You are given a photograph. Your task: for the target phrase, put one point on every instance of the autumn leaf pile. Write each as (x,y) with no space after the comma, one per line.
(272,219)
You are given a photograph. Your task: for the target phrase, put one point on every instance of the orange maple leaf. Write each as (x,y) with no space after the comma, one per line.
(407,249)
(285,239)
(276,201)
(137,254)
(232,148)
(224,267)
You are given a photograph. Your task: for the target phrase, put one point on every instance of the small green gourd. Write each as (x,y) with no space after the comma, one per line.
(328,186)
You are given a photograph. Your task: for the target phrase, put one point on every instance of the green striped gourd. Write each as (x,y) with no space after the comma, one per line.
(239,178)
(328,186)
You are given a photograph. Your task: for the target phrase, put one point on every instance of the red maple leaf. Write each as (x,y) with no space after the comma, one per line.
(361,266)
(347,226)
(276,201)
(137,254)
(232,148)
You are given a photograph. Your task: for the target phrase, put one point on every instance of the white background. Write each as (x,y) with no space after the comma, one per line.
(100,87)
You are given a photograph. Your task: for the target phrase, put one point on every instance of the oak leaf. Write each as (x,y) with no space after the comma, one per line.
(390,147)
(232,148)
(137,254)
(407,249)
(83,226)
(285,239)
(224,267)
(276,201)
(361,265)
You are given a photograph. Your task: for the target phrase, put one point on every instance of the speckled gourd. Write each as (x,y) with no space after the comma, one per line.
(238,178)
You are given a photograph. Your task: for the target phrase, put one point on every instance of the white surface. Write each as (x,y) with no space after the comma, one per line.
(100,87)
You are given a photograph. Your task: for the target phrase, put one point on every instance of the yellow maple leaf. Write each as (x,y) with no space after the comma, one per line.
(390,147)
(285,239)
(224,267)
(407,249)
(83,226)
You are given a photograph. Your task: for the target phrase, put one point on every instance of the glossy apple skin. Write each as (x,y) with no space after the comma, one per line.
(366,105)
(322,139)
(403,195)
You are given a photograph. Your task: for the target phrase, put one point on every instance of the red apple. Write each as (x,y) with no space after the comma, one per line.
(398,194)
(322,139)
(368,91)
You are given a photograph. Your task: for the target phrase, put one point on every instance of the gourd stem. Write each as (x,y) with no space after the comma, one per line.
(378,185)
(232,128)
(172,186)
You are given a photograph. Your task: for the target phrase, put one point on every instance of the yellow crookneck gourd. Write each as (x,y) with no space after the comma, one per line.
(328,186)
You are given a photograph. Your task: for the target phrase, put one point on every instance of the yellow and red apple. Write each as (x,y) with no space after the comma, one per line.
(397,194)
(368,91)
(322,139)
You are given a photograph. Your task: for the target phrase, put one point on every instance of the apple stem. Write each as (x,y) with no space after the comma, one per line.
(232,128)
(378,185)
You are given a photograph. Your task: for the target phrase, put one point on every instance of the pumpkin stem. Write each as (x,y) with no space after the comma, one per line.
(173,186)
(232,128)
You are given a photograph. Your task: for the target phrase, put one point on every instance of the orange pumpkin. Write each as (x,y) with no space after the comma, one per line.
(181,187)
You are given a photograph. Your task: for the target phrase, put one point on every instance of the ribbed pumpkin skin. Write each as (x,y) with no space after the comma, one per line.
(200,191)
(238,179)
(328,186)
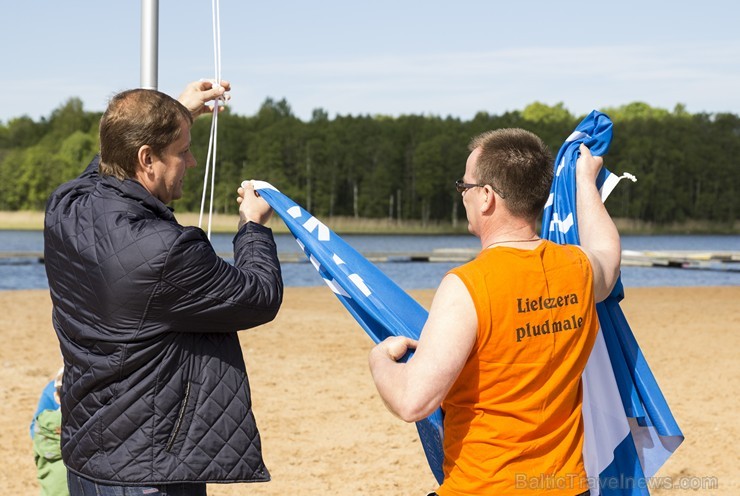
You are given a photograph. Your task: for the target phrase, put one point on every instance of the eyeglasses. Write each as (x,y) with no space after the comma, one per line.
(462,187)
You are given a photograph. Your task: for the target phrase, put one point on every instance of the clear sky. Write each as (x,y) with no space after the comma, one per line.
(431,57)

▶ [What the task asks]: Copy the records from the line containing "of the eyeglasses." through the end of the records, requests included, and add 140 to every number in the answer coordinates.

▶ [Exercise response]:
You are given a photograph. Your task: for the target phrase, put one point on every instance of the eyeglasses. Write each as (x,y) with no space after the comma, one per line.
(602,327)
You are given a photograph. Your task: for the target phrase, put one point on every instance of the clear sky. Write each as (x,y) with no space after the comma, one per line.
(571,197)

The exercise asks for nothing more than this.